◆ Dokument
„Ohne großes Federlesen rausschmeißen”

Deutschland macht die Grenzen in Südosteuropa für Roma dicht

in (01.12.2013)


Seit 2010 übt die Bundesregierung massiv Druck auf die Nicht-EU-Staaten Südosteuropas aus, die Einreise von Roma in die EU zu stoppen. Die Folgen sind erhebliche Menschenrechtsverletzungen in den betroffenen Ländern – und eine Verschärfung der Übergriffe gegen Roma in Deutschland.

Es ist ja nicht so, dass niemand gewarnt hätte. Romani Rose, der Vorsitzende des Zentralrats der Deutschen Sinti und Roma, übte bereits im Oktober 2012 scharfe Kritik. Damals begann die Bundesregierung, immer heftiger gegen die Einreise von Roma aus Südosteuropa in die EU mobilzumachen, und holte das alte, brandgefährliche Stigma vom „Asylmissbrauch” aus der Mottenkiste. Eine Minderheit auf diese Weise zum Gegenstand allgemeinen Unmuts zu machen – das sei „mehr als diskriminierend”, sagte Rose: „Da betreibt man ein Stück weit Hetze.” Geholfen hat seine Kritik freilich nicht. In Duisburg ist es nun tatsächlich zu einer ersten Eskalation gekommen, die zeigt, wie schnell antiziganistische Ressentiments in Deutschland in offene Übergriffe umschlagen können. Wird die Bundesregierung ihre Agitation nun endlich einstellen? Zweifel sind angebracht; denn die politischen Ziele, die sie mit ihr verfolgt, hat sie noch nicht vollständig erreicht.

◆ Übungsaufgabe 1
Gib die Einträge vom Anfang bis einschließlich der Zeile mit „<point>473,94</point>“ vollständig wieder und verschiebe dabei jede Koordinate in den Punkten der Ausgabezeilen um 89, die Beispielpunkte in den Formatzeilen aber nicht. Lass die Bilder in deiner Antwort weg.
◆ Übungsaufgabe 2
Bitte führe den Artikel über die Abschottung Südosteuropas gegen Roma nach seinem letzten Satz weiter.

◆ Zu bearbeitendes Material
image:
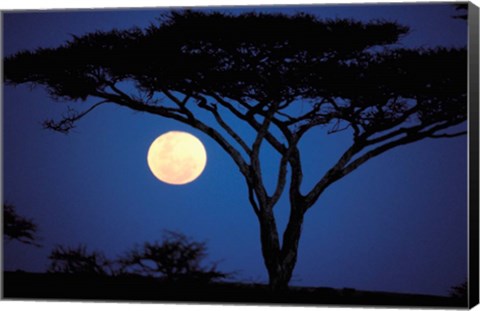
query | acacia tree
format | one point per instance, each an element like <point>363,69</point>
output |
<point>207,69</point>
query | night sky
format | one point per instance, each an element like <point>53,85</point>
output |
<point>398,223</point>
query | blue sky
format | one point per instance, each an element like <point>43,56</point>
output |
<point>398,223</point>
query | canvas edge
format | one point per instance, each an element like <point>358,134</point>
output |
<point>473,94</point>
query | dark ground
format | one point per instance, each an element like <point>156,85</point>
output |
<point>24,285</point>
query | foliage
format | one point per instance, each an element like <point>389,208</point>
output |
<point>78,261</point>
<point>176,258</point>
<point>17,227</point>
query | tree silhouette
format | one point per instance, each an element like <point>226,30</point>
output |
<point>17,227</point>
<point>282,76</point>
<point>79,261</point>
<point>175,259</point>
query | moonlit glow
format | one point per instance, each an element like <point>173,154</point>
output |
<point>177,158</point>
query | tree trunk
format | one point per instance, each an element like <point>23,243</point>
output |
<point>280,262</point>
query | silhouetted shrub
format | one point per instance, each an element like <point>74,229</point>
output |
<point>17,227</point>
<point>176,258</point>
<point>79,261</point>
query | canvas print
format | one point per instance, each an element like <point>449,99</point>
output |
<point>303,154</point>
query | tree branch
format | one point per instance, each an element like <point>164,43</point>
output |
<point>68,120</point>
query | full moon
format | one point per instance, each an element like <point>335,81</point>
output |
<point>177,158</point>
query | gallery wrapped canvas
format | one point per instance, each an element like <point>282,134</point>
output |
<point>286,154</point>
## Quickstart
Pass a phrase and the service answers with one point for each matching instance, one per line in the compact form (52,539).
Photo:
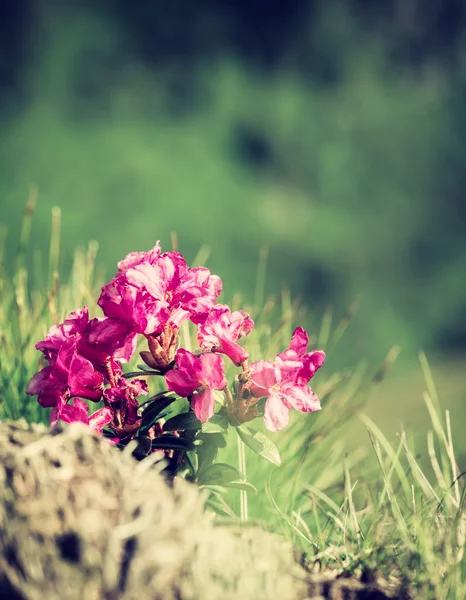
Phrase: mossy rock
(79,519)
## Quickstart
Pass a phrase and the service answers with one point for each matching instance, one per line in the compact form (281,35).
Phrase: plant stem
(243,495)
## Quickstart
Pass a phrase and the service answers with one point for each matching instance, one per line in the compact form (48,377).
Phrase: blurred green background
(332,132)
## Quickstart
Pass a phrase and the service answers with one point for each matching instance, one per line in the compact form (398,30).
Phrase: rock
(79,519)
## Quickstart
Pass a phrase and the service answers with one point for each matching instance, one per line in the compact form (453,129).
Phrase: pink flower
(122,401)
(122,300)
(79,413)
(284,381)
(222,328)
(197,376)
(99,340)
(69,376)
(154,290)
(126,390)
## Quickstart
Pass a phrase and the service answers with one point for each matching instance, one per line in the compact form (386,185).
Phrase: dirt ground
(81,520)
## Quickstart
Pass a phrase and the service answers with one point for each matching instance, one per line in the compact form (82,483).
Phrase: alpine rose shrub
(151,295)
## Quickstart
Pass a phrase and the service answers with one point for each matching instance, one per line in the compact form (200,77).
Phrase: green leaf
(214,489)
(171,442)
(219,505)
(182,422)
(219,474)
(208,449)
(260,443)
(152,412)
(217,424)
(242,485)
(144,446)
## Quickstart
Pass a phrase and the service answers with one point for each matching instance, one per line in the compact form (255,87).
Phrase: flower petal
(263,378)
(203,404)
(100,418)
(213,371)
(276,413)
(301,398)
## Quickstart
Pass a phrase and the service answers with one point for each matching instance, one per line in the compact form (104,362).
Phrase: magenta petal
(288,370)
(180,383)
(39,381)
(101,418)
(235,352)
(276,413)
(299,341)
(301,398)
(203,404)
(50,397)
(72,414)
(84,380)
(213,371)
(262,378)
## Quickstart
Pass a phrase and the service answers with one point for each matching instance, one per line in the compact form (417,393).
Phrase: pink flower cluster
(152,294)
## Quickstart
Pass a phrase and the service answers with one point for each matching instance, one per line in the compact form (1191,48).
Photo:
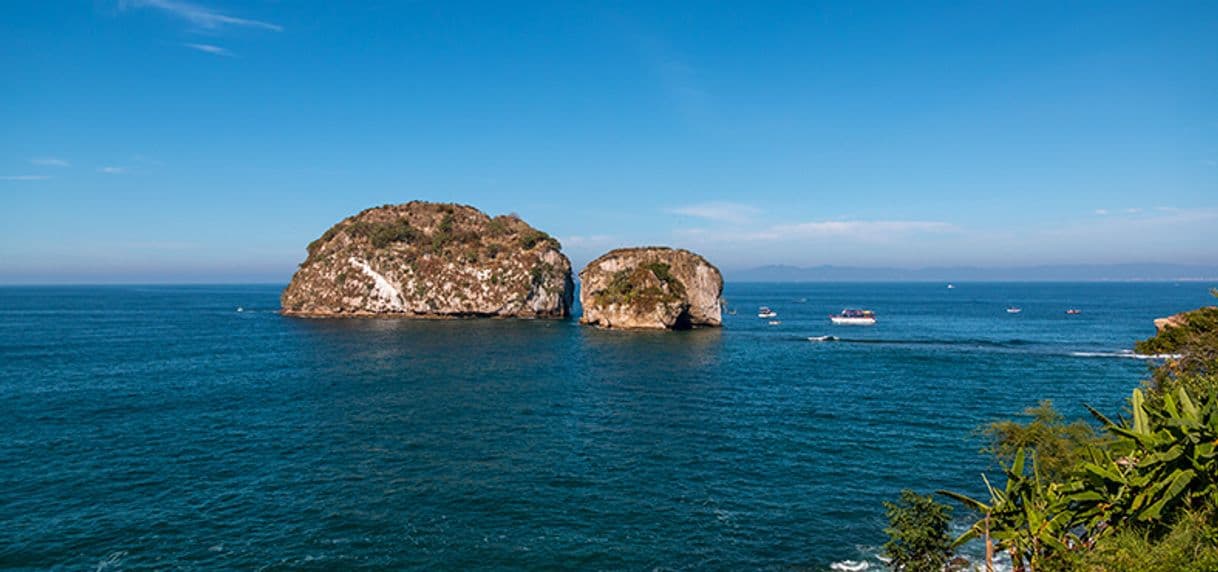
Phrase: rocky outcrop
(651,289)
(430,261)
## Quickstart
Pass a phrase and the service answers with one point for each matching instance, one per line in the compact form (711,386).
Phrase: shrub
(917,532)
(532,237)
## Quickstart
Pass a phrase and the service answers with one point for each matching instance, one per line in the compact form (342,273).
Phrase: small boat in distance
(851,317)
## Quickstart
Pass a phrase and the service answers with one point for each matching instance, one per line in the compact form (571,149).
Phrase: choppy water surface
(160,427)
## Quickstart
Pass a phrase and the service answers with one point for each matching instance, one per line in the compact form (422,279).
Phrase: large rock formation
(651,289)
(431,259)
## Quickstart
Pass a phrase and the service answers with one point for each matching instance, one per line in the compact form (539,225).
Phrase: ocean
(158,427)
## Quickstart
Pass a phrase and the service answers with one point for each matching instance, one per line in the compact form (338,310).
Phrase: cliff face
(431,259)
(651,289)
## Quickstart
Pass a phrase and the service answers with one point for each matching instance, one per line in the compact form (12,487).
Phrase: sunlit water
(160,427)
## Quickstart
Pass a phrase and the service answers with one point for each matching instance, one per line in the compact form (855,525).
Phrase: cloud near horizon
(211,49)
(23,178)
(719,212)
(854,230)
(49,162)
(200,16)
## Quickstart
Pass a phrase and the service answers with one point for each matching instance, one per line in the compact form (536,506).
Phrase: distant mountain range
(1065,273)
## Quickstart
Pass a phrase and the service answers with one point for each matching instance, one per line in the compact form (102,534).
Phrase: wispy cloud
(210,49)
(586,241)
(854,229)
(848,230)
(719,212)
(200,16)
(49,162)
(23,178)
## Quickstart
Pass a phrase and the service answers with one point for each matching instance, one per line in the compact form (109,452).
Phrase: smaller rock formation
(651,289)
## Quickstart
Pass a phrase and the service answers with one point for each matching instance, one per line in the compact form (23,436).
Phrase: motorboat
(851,317)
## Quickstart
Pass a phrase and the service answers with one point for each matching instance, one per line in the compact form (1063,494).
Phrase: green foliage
(1024,517)
(384,234)
(1194,341)
(538,273)
(1162,463)
(313,247)
(917,531)
(498,226)
(443,233)
(1059,446)
(532,237)
(1140,497)
(1189,545)
(648,284)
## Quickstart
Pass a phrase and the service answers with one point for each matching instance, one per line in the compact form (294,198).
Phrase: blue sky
(206,140)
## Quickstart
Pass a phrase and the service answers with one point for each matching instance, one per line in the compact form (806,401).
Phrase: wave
(971,342)
(850,566)
(1126,353)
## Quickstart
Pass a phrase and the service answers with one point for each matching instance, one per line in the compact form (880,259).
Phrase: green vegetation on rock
(917,531)
(1141,494)
(647,285)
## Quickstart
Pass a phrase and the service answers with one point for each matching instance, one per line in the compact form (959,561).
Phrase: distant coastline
(1061,273)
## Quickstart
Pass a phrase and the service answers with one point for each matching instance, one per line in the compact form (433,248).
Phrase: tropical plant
(1027,519)
(917,531)
(1165,460)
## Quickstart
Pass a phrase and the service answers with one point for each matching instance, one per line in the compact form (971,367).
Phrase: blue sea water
(157,427)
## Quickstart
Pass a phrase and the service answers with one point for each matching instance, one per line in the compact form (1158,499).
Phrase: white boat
(850,317)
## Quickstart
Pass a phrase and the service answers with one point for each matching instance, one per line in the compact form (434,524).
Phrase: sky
(208,140)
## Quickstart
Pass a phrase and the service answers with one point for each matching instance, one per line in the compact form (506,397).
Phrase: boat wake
(1126,353)
(972,342)
(998,345)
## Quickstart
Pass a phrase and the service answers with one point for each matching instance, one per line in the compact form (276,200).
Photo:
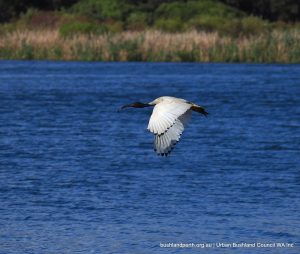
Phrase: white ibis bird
(168,120)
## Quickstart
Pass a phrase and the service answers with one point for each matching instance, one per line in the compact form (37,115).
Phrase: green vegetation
(122,30)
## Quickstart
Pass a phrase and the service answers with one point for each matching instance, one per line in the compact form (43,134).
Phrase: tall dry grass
(273,47)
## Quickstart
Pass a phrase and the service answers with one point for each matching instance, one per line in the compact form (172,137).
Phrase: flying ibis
(168,120)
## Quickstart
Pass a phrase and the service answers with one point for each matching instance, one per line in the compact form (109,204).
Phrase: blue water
(76,176)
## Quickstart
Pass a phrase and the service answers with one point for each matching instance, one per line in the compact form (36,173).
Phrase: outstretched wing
(164,143)
(165,114)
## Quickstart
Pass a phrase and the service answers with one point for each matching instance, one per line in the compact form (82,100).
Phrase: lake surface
(76,176)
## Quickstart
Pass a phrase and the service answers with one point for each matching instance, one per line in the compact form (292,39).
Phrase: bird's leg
(199,109)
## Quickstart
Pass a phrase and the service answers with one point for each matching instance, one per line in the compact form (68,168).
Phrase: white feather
(165,114)
(164,143)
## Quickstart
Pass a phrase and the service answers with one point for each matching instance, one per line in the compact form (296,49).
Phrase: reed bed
(192,46)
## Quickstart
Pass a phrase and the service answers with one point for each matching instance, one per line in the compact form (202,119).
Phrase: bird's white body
(168,120)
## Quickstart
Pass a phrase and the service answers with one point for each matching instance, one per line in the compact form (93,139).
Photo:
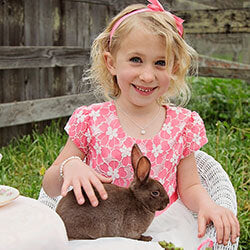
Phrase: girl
(140,62)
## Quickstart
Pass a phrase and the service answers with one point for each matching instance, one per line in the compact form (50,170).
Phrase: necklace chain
(143,129)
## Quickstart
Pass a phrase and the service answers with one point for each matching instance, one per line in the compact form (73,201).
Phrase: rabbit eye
(155,193)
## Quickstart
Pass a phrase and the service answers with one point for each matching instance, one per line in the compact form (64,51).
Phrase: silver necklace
(143,129)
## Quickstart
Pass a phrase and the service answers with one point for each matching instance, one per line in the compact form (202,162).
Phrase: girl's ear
(175,68)
(110,62)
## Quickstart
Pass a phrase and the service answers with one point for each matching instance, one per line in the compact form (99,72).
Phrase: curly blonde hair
(158,23)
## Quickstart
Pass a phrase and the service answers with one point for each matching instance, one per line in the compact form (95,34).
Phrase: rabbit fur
(127,212)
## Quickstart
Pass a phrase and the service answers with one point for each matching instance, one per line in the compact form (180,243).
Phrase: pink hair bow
(156,6)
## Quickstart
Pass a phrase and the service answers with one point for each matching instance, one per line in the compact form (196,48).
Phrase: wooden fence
(44,47)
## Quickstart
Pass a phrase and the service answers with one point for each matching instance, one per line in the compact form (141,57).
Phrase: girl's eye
(155,193)
(161,63)
(136,59)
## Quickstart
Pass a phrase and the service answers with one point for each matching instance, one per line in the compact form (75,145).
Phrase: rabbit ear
(136,154)
(143,169)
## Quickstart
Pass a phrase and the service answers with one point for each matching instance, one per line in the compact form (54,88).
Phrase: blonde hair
(158,23)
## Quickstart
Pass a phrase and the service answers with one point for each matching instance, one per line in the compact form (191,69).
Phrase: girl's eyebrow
(135,53)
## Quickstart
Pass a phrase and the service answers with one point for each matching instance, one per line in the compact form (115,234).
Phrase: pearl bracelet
(65,161)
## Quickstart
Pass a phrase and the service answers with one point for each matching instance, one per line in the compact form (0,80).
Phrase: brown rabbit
(127,212)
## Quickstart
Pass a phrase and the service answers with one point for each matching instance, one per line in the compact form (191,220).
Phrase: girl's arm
(76,174)
(196,198)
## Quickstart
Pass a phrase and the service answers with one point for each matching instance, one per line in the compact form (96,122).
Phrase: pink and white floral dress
(97,132)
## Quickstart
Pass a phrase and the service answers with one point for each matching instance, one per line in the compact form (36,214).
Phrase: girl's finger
(99,187)
(219,230)
(201,226)
(89,192)
(78,192)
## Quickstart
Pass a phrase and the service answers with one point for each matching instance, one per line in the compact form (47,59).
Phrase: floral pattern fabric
(97,132)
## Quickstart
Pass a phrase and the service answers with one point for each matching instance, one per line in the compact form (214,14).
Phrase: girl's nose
(147,75)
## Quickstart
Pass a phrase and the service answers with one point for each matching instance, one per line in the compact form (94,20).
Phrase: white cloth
(176,225)
(27,224)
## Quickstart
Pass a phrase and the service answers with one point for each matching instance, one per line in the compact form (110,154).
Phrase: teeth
(144,90)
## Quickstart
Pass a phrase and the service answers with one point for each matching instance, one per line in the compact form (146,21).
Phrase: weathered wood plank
(216,21)
(222,68)
(216,3)
(42,109)
(39,56)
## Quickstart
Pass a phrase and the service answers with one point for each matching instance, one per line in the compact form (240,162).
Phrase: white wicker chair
(213,178)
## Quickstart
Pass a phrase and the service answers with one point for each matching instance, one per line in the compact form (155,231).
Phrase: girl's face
(139,66)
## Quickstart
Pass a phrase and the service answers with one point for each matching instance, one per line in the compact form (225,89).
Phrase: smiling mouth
(145,90)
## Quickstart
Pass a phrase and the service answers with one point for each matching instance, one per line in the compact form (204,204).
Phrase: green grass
(223,104)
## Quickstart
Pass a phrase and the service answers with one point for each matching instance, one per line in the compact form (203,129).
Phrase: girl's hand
(77,174)
(225,222)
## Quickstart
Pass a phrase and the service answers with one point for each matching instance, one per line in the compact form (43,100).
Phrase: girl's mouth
(143,90)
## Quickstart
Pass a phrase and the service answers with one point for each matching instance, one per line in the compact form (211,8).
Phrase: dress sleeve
(77,128)
(194,134)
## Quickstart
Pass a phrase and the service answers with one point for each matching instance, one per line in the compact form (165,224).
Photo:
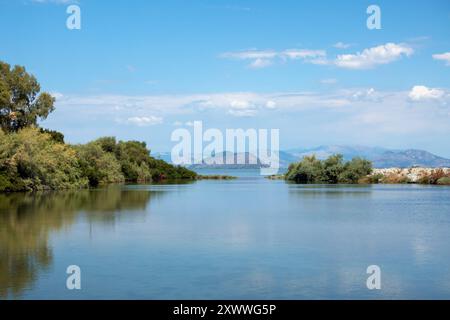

◆ Ergebnis 1
image:
query | acacia tree
format | one point per instance, each an element like <point>363,69</point>
output |
<point>296,158</point>
query | night sky
format | one point per instance, each an element like <point>53,85</point>
output |
<point>487,312</point>
query | blue sky
format | one point per instance, each an element like <point>43,56</point>
output |
<point>487,312</point>
query | canvas edge
format | one point per instance, each an element like <point>358,134</point>
output |
<point>562,183</point>

◆ Ergebnis 2
Keine Visumspflicht mehr

Die Auseinandersetzungen begannen letztlich im Herbst 2010. Keine zwölf Monate zuvor, am 19. Dezember 2009, war die Visumspflicht für Bürgerinnen und Bürger Serbiens, Montenegros und Mazedoniens bei der Einreise in die EU aufgehoben worden. Zum Jahresende sollten, wie das europäische Parlament am 7. Oktober beschlossen hatte, auch die Bürgerinnen und Bürger Bosnien-Herzegowinas und Albaniens in den Genuss der Visafreiheit kommen. Visafreiheit, wohlgemerkt, kein bisschen mehr – das heißt: Es war den Bürgerinnen und Bürgern der genannten Staaten nach wie vor nicht erlaubt, länger als 90 Tage in der EU zu bleiben oder dort eine Arbeit aufzunehmen, und sie mussten zudem biometrische Reisepässe besitzen. Letzteres ließ auch die deutsche Industrie an den Freuden der vorsichtigen Grenzöffnung teilhaben: Im Falle Mazedoniens etwa verdiente die Münchener Firma Giesecke & Devrient nicht schlecht mit der Lieferung von nicht ganz billigen Datenerfassungsstationen und zwei Millionen hochmodernen E-Reisepässen, deren kostspielige Einführung die EU netterweise zur Voraussetzung für die Visafreiheit gemacht hatte. Auch die Deutschen hätten also eigentlich ganz zufrieden sein können.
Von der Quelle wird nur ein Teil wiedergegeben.